◆ Consegne dell'esercizio ◆
1 > Nel brano sul caso Savchenko, perché il governo russo ha smentito l'appello attribuito a John Kerry? Rispondi con un numero di frasi compreso tra una e tre.
2 > Riprendi il brano sul caso Savchenko a partire dalla frase che segue l'ultima riportata.

◆ Estratto del documento ◆
Più volte l’Unione Europea ha incitato la Russia a rilasciare la Savchenko, ritenendola prigioniera di guerra e quindi soggetta all’impunità diplomatica. Il Parlamento Europeo è disposto a credere alla sua versione dei fatti, ovvero che sarebbe stata trasportata in Russia contro la sua volontà, e che i due giornalisti si trovassero inavvertitamente nel territorio in cui era stato aperto il fuoco.
Un appello simile sarebbe stato lanciato anche dal Segretario di Stato americano John Kerry, che avrebbe confermato l’illegalità della sua detenzione secondo gli accordi di Minsk. Il fautore dell’appello è stato tuttavia smentito dal governo russo in quanto Kerry, per la natura della sua posizione, non può ignorare che negli accordi di Minsk non è menzionato un caso simile.
Il battaglione Aidar, di cui la Savchenko era collaboratrice, era composto da elementi anti-separatisti ucraini e da elementi stranieri, e nel settembre 2014 è stato riconosciuto colpevole da parte di Amnesty International per crimini di guerra.

Record estratti da un set di dati
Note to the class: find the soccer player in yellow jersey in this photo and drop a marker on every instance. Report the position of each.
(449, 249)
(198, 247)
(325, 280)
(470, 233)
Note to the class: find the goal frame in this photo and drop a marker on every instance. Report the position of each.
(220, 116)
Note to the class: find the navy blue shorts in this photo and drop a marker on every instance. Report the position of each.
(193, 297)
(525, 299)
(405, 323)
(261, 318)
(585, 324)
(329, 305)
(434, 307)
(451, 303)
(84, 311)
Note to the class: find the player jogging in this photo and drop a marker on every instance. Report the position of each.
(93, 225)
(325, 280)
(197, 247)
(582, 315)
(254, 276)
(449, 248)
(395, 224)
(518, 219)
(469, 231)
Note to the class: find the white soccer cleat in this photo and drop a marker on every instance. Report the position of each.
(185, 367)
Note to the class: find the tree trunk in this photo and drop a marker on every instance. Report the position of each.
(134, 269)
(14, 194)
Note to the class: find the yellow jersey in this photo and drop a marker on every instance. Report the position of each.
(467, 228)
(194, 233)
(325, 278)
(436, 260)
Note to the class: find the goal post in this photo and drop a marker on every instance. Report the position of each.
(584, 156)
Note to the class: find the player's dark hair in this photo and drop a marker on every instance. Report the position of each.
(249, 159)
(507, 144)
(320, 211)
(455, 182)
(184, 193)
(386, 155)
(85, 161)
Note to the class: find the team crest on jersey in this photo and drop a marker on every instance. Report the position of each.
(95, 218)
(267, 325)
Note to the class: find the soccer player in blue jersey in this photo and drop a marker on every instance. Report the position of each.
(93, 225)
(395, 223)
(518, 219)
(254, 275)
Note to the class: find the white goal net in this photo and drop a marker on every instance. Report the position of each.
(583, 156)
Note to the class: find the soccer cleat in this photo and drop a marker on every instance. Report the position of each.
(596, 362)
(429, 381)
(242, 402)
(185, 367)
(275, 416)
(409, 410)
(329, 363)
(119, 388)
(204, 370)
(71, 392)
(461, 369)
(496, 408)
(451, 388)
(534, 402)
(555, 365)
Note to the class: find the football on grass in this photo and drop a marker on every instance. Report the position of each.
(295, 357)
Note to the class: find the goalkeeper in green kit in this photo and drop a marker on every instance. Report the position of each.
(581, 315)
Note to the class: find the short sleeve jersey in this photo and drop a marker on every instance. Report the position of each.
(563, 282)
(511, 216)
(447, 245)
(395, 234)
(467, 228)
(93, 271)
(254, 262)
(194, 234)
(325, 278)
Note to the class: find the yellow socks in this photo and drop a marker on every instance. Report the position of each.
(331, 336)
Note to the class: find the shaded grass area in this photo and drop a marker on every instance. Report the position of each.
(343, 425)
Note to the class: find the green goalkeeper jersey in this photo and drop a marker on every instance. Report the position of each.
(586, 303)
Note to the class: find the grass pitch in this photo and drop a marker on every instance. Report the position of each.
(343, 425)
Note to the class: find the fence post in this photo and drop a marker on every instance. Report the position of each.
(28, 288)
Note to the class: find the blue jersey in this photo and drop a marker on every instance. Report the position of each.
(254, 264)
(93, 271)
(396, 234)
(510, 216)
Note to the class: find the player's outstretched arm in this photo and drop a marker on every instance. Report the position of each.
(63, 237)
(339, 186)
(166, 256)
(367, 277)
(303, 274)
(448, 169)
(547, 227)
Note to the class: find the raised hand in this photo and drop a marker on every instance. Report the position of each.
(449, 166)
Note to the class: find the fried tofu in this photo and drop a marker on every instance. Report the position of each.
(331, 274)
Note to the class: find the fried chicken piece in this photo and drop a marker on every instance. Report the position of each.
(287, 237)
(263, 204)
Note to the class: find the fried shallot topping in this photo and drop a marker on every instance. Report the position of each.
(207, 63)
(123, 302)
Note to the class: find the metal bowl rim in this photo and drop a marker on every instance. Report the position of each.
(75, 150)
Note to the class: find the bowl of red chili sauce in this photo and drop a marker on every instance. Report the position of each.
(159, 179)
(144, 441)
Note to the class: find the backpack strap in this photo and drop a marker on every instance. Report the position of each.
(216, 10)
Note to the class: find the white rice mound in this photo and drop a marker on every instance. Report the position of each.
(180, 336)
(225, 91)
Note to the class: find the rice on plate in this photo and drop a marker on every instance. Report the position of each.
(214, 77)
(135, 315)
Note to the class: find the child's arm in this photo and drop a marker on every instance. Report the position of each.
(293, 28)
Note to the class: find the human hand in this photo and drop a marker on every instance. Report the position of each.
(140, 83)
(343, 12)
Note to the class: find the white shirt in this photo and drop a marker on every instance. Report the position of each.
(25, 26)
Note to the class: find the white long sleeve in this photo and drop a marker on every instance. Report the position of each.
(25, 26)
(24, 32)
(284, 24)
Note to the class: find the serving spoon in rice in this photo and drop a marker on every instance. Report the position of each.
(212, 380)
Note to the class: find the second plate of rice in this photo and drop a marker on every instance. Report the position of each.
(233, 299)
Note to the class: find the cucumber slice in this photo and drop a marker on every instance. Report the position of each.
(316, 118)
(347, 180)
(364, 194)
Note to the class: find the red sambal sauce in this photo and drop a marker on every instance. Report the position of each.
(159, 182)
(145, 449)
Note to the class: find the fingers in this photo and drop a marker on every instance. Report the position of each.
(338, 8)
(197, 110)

◆ Soluzioni proposte ◆
1 > Il governo russo ha smentito l'appello perché Kerry, per la natura della sua posizione, non può ignorare che negli accordi di Minsk non è menzionato un caso simile.

2 >
Inoltre, nel Donbass non sono nuovi episodi di violenze gratuite ed uccisioni a danni di civili, inclusi anziani, donne e bambini. Il prete russo Vladimir Maretsky, ex prigioniero delle forze anti-separatiste ucraine, racconta di essere stato catturato insieme ad altre 13 persone nel Donbass e di essere stato trasportato in un campo in cui era presente anche la Savchenko. Questa li avrebbe ripetutamente picchiati, torturati e minacciati di morte. Maretsky ricorda il suo sguardo sadico e le sue parole: “Vi useremo per il commercio di organi”.
Intanto, la Savchenko è diventata una sorta di eroina nazionale in Ucraina, dove si sono svolte numerose manifestazioni in suo favore sostenute da alcuni Stati dell’Europa occidentale. In occasione del suo processo, alcuni manifestanti hanno rotto le finestre dell’ambasciata russa a Kiev, ed alcuni suoi sostenitori si aggiravano in funzione di “picchetti” di fronte alle ambasciate russe in altre capitali europee. Tali sarebbero i civili sostenitori dell’EU in Ucraina e che il Parlamento Europeo ha deciso di appoggiare. A Mosca un piccolo gruppo di attivisti liberali ha sfilato di fronte alle telecamere di giornalisti stranieri appositamente invitati in precedenza con lo striscione “Perdonaci Nadiya!”.
Irina, la madre di uno dei due giornalisti uccisi, il ventiseienne Anton Voloshin, ha rilasciato delle interviste ai media russi prima di morire per il dolore causatole dalla morte del figlio. Irina aveva solo 53 anni. Mariana, la sorella di Anton, è in cura in una clinica, e non si è ancora ripresa dallo shock subito.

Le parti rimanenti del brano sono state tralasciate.